• [Provided data]:
-- START --

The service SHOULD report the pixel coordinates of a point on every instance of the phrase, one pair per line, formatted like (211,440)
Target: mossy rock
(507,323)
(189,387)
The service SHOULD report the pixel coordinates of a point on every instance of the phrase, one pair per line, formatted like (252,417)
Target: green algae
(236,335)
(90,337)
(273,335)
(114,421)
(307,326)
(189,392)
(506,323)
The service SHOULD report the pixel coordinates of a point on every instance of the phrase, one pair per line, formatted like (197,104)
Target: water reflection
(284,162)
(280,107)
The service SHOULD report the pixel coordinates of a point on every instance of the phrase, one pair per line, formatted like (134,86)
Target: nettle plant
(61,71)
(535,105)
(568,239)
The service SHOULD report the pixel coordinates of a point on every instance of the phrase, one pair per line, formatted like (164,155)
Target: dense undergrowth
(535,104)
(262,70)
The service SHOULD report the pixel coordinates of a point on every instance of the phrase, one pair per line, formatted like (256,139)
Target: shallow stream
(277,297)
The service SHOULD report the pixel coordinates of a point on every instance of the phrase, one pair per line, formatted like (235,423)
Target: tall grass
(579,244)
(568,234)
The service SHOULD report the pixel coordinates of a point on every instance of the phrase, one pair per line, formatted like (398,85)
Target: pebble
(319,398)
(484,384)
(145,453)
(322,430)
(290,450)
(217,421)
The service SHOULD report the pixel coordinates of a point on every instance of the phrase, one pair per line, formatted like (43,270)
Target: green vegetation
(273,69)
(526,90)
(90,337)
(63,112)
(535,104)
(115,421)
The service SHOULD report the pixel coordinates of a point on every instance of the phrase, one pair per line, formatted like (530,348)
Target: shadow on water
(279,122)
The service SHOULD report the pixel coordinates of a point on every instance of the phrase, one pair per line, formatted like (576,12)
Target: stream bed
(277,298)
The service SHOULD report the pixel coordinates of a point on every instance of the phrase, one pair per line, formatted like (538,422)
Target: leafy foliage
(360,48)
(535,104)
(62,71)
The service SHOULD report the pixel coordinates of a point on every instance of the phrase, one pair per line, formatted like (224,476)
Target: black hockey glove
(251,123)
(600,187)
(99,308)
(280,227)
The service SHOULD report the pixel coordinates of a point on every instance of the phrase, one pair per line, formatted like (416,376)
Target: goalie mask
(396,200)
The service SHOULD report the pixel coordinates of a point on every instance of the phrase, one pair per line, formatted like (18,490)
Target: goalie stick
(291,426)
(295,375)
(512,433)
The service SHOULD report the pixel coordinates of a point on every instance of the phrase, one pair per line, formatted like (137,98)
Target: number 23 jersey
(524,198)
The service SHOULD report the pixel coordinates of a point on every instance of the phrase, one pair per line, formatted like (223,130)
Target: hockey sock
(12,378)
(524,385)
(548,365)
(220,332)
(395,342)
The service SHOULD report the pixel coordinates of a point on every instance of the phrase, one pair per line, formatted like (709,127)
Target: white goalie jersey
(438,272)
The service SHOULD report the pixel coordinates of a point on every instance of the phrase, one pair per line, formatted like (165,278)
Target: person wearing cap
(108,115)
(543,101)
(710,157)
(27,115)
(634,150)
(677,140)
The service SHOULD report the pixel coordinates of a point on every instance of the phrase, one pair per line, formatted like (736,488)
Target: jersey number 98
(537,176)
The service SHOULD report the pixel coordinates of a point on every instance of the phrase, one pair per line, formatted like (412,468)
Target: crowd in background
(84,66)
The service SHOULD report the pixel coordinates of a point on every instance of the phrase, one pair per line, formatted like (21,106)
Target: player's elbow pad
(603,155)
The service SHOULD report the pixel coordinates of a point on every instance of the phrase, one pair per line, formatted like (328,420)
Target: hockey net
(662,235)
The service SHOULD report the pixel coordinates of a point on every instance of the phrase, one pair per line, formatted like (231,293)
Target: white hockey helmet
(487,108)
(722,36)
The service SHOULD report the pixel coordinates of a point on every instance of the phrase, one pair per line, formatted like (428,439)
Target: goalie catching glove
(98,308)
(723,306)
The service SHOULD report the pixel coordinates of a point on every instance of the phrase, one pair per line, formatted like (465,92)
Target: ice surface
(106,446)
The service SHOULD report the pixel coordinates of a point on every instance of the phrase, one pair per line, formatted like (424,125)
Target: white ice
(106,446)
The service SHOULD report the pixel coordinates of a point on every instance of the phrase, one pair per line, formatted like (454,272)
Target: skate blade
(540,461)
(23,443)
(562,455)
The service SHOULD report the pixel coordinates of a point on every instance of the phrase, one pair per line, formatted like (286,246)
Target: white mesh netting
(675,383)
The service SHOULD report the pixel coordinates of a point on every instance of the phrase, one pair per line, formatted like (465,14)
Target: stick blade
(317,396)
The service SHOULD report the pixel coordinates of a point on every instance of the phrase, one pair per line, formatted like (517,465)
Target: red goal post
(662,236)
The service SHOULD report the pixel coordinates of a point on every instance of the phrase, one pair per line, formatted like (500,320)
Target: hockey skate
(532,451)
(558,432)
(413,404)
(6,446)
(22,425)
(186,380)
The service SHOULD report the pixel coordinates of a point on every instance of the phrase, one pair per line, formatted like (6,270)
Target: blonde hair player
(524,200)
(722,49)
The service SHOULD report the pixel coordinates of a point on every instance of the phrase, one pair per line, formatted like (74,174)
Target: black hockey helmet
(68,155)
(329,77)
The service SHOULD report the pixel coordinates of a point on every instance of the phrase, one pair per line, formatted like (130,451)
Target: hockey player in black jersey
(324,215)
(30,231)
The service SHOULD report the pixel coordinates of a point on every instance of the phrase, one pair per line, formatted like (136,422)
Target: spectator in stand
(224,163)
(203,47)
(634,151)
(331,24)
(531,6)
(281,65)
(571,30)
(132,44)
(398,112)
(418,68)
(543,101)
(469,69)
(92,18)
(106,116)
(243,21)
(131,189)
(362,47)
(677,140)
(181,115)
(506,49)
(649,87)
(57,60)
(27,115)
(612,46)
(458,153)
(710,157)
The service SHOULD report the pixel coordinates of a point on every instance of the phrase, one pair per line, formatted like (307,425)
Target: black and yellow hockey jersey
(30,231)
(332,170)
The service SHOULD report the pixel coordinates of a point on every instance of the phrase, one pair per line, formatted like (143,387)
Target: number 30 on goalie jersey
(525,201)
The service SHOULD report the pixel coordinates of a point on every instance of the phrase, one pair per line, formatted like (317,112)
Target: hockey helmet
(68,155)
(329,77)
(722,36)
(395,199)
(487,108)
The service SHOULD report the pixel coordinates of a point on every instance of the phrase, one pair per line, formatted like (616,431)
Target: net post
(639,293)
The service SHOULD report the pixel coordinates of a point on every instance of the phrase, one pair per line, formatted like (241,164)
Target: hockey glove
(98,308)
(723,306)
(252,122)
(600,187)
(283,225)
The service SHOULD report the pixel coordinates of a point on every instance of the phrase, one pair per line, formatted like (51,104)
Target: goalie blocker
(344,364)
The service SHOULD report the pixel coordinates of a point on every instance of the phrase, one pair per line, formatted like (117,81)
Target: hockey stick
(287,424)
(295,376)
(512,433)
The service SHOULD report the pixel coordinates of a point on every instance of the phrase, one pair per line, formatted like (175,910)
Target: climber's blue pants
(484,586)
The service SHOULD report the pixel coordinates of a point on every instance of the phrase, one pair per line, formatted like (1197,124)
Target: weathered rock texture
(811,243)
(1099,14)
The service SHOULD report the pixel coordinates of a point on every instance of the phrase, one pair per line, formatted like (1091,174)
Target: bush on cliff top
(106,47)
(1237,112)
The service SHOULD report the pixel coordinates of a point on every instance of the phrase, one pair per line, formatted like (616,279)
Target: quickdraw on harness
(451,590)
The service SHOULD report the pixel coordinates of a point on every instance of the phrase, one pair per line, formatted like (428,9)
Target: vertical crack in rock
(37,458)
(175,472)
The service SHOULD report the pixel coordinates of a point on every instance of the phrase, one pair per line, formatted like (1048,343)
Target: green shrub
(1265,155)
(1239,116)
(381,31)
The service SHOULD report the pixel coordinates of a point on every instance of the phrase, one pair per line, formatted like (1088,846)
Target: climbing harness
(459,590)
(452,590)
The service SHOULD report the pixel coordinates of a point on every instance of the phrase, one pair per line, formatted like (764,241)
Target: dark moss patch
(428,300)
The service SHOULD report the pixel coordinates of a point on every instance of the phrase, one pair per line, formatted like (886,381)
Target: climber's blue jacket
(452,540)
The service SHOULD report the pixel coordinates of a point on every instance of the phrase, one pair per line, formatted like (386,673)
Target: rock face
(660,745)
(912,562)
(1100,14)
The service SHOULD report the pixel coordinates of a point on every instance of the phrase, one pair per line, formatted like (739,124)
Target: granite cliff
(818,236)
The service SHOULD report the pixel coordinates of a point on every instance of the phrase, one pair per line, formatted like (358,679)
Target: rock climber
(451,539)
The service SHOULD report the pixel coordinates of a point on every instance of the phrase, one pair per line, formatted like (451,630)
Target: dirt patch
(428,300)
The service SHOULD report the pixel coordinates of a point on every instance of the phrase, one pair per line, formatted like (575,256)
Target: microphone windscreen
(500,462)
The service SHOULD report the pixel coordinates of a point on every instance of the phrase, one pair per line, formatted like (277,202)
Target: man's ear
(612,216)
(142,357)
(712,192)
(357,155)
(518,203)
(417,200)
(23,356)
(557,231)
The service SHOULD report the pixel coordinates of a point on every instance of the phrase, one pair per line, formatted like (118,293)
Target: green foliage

-- END --

• [Given request]:
Repeat the lines from the one containing "formatted like (764,241)" through the end of the listing, exactly and without any other lines; both ends are included.

• [Result below]:
The service SHOULD report the pixel coordinates of a point on every instance of the phrase, one pair per line, formatted like (764,241)
Target: dark moss patch
(428,300)
The service SHOULD report the pixel coordinates of a point on every instance of the phrase, one pair per line, formatted like (886,381)
Target: climber's blue jacket
(452,540)
The service SHOULD report the pixel coordinates of a point on every instance of the phrase, one pair per line, formatted like (386,673)
Target: rock face
(660,745)
(912,562)
(1100,14)
The service SHOULD report the pixel coordinates of a point on every instance of the phrase, one pair per line, formatted like (739,124)
Target: granite cliff
(818,236)
The service SHOULD report the pixel coordinates of a point on every instance of the phrase, one pair per line, formatted like (358,679)
Target: rock climber
(451,539)
The service SHOULD report the pixel coordinates of a point on every instance of the phrase, one pair per line, formatted like (451,630)
Target: dirt patch
(428,300)
The service SHOULD report the pixel coordinates of a point on every instance of the phrase, one pair per line, formatted like (575,256)
Target: microphone windscreen
(500,462)
The service SHOULD report the pixel coordinates of a point on every instance of the phrase, one pair per line, formatted like (277,202)
Target: man's ear
(612,216)
(142,357)
(712,192)
(357,155)
(518,203)
(417,200)
(23,356)
(557,231)
The service SHOULD report the pixel coordinates of a point on every instance of the phrase, one pair per line, formatted like (118,293)
Target: green foliage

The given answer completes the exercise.